» **Aim**: According to the Drupal theming discussion below, which hook can be implemented so that the public theme is always used when editing nodes?

» **Supplied text**:
——————
6

I'm using a custom theme but Seven as administration theme.

How can I override the theme function 'theme_node_preview'?

Notice that theme_node_preview is called in the node form, and it's shown in an overlay. So it's part of the admnistration theme.

  • I tried to used the generic phptemplate_ prefix but this way of overriding theme functions was removed for Drupal 7.
  • I tried seven_node_preview from a module and also from the template.tpl.php of my custom theme, but didn't work.
  • I don't want to create a subtheme of Seven only for this.
  • Just curious, why the aversion towards creating a subtheme? – Chris Pliakas Jul 19 '11 at 12:18
  • Because I want to encapsulate all the modifications in the module that make changes in the node display for maintainability. Or even in the "public" theme will be fine. But not in the Seven theme. Although Drupal seems not follow this logic, theme_node_preview should be related to "how it will look the node when is viewed in the the public theme". Not "how it looks in the administration theme" – corbacho Jul 19 '11 at 12:32
  • 1
    This is a quirk of Drupal 7. If the user has the "View the administration theme" permission, they will see the admin theme when editing nodes. Otherwise they will see the public theme, as I think is your desire. If you implement hook_admin_paths_alter(&$paths), you can set $paths['node/*/edit'] = FALSE; in which case the public theme will always be used for editing nodes regardless of the "View the administration theme" permission. – Chris Pliakas Jul 19 '11 at 16:27
5

I know you explicitly stated that you don't want to create a subtheme of Seven, however short of hacking the core Seven theme or messing with the theme registry (which I explain below against my better judgement) this is the simplest way to accomplish what you are trying to do. The amount of overhead to do this is incredibly small and requires only three files. Simply create a folder named something like "mytheme" and add an empty "mytheme.css" file in addition to a "mytheme.info" file with the following code:

name = My Theme
description = Custom subtheme of Seven.
——————
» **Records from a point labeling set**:
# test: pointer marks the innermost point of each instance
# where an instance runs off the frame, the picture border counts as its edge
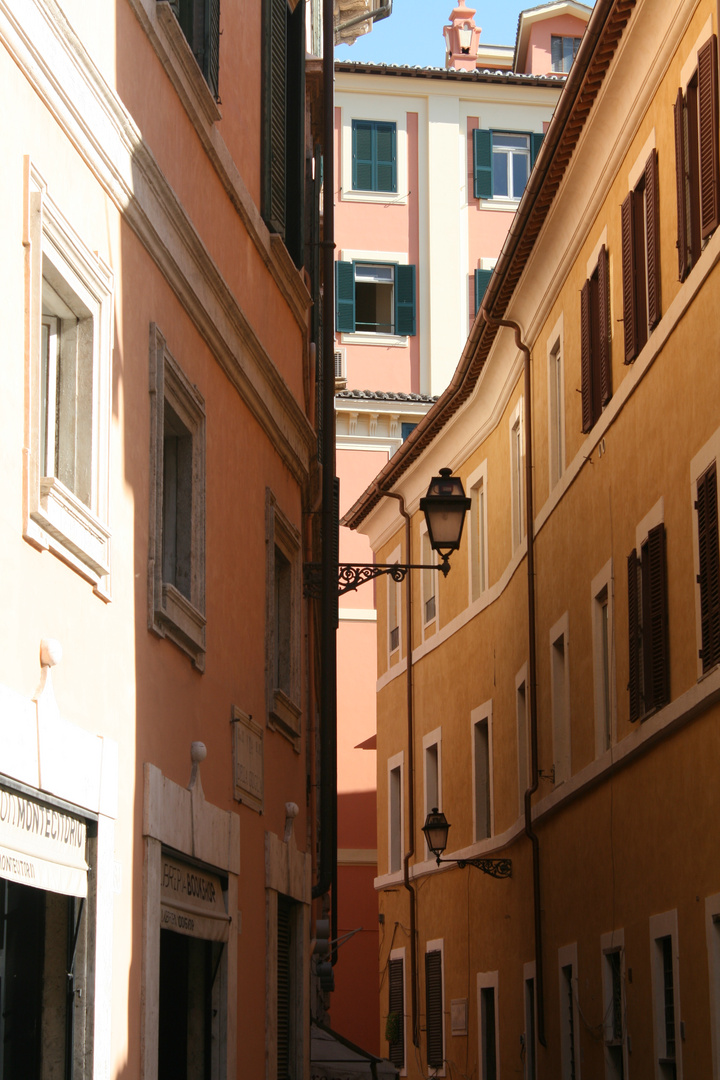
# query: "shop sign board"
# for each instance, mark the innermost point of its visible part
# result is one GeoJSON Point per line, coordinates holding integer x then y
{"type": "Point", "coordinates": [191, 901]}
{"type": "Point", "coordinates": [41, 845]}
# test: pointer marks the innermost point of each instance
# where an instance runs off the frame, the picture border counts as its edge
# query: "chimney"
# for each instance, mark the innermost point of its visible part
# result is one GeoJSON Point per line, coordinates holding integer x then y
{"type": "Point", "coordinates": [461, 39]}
——————
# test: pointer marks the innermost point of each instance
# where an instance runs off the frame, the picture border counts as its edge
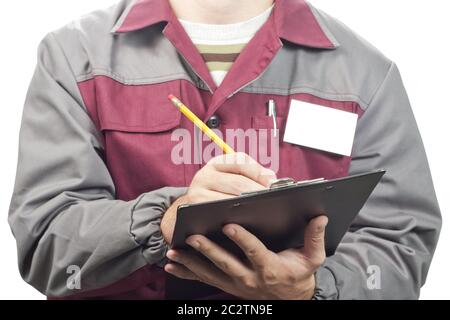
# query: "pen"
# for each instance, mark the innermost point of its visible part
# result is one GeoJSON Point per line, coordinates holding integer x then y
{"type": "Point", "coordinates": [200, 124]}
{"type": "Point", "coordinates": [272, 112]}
——————
» **Exercise answer**: hook_admin_paths_alter(&$paths), with $paths['node/*/edit'] set to FALSE.